Records supplied:

════

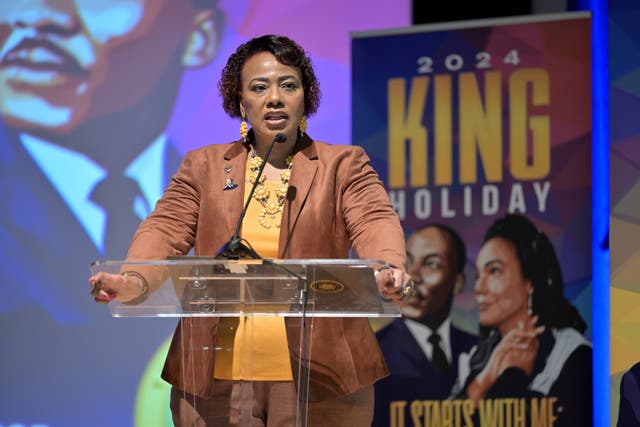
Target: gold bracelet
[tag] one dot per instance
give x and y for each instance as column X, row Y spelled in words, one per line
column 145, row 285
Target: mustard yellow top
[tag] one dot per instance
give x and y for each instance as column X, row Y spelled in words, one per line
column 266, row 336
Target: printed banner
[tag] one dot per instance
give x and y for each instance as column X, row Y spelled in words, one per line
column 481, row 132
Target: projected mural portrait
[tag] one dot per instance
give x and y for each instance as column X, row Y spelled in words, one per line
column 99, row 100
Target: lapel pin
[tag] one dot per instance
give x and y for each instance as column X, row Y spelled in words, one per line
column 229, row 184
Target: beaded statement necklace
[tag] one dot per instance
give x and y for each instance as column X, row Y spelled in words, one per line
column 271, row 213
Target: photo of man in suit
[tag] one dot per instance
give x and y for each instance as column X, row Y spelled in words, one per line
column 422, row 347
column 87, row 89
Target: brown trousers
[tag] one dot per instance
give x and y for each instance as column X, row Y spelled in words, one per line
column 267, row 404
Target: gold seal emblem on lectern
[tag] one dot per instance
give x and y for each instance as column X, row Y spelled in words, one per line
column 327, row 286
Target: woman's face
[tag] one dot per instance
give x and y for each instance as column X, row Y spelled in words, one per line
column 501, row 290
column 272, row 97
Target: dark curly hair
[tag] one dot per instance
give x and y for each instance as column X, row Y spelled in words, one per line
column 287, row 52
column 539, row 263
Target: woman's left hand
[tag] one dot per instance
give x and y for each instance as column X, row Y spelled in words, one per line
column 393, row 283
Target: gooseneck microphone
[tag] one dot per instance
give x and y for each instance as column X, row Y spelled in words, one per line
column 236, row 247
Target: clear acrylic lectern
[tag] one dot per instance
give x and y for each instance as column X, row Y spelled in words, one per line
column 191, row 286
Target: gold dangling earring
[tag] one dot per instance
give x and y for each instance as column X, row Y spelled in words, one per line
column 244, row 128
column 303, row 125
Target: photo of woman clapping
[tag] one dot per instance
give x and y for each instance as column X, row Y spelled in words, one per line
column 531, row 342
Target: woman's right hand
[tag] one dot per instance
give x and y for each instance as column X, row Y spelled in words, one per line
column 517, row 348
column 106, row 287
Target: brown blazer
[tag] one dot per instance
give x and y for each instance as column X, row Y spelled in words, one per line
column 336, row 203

════

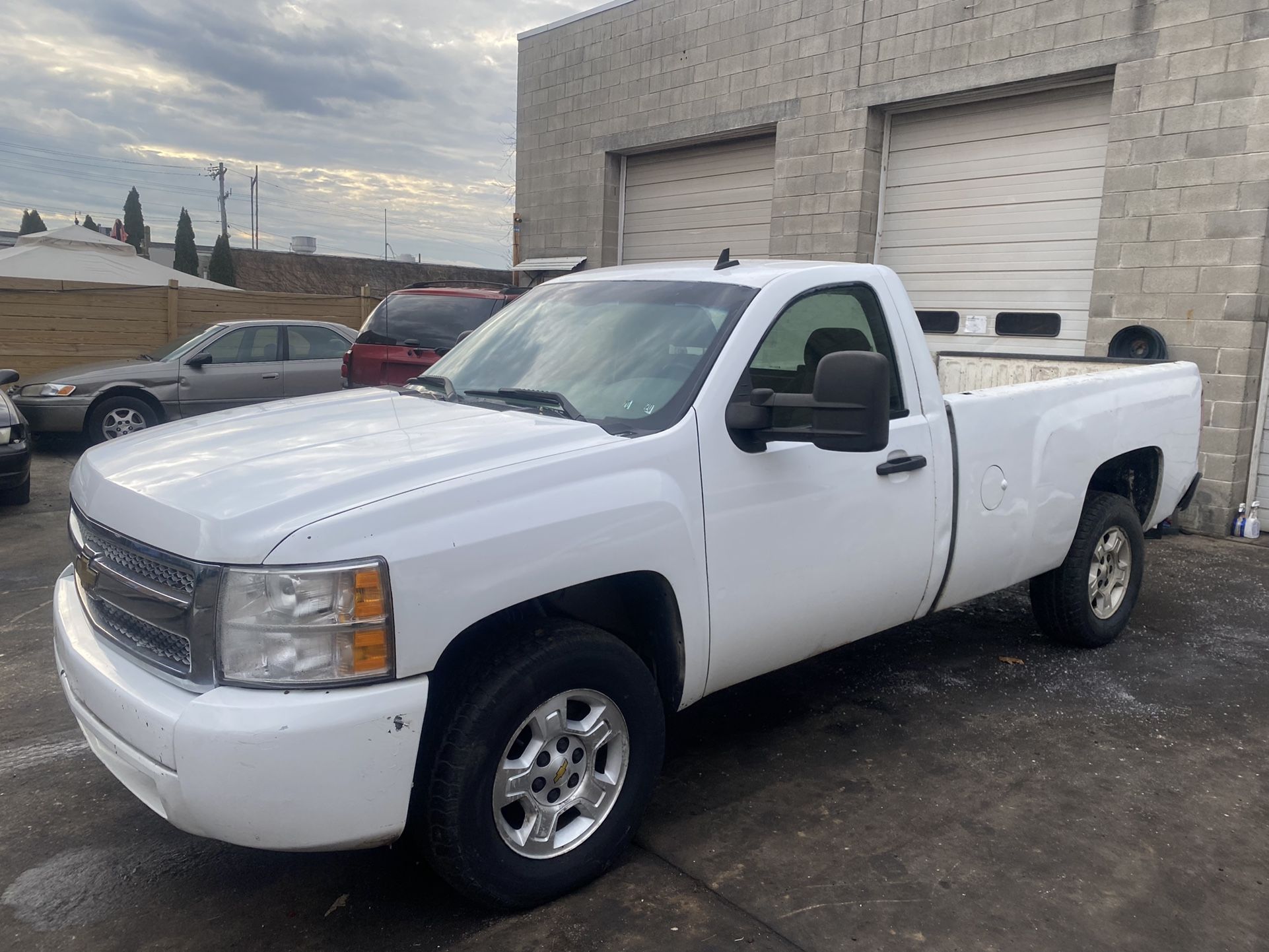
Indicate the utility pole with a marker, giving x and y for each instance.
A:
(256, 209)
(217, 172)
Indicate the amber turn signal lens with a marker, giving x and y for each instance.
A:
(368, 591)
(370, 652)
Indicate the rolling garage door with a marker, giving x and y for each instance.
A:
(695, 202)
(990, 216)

════

Set exercise:
Switch "trousers" to "pants" in everything from the line with "Target: gold bracelet" down to the line with "column 191, row 286", and write out only those lines with nothing else changed.

Written solution:
Target: gold bracelet
[tag] one dot per instance
give x and y for each instance as column X, row Y spelled in words, one per line
column 145, row 285
Target: mustard yellow top
[tag] one dot per instance
give x and y for each instance as column X, row Y spelled in words, one per line
column 266, row 336
Target: printed banner
[tag] one dot per instance
give x and y for each instance as column X, row Y spelled in words, one per line
column 481, row 132
Target: projected mural portrait
[tag] one dot per instance
give x and y for each instance as column X, row Y spelled in words, one per line
column 99, row 100
Target: lapel pin
[tag] one dot per instance
give x and y for each instance as column X, row Y spelled in words, one per line
column 229, row 184
Target: beaded statement necklace
[tag] one dot per instance
give x and y for each instance as column X, row Y spelled in words, one per line
column 271, row 213
Target: photo of man in suit
[tag] one dot per instance
give x and y for each instance as column X, row Y spelled in words, one per line
column 422, row 347
column 87, row 89
Target: brown pants
[tag] one dot per instance
give x and y for each instance as column X, row Y spelled in words, one per line
column 267, row 404
Target: gold seal emblem on lectern
[tag] one dot per instance
give x and y for each instance as column X, row Y spelled in words, one per line
column 327, row 286
Target: woman's face
[tag] one dot per instance
give x and y for each instance as column X, row Y spelled in words, one per line
column 501, row 290
column 272, row 97
Target: dark curly hair
[tag] one dot per instance
give x and y for each instance as column X, row Y spelled in words, one per line
column 287, row 52
column 539, row 263
Target: woman's left hand
[tag] one dot per instance
give x and y for each instance as column X, row Y spelled in words, one per line
column 393, row 283
Target: gooseneck microphone
[tag] one dot per instance
give x and y for each instance as column X, row Y spelled in words, one per line
column 236, row 247
Target: clear acrylic lectern
[tag] one dot per instance
give x and y for each instance as column X, row Y spelled in words, one per line
column 191, row 286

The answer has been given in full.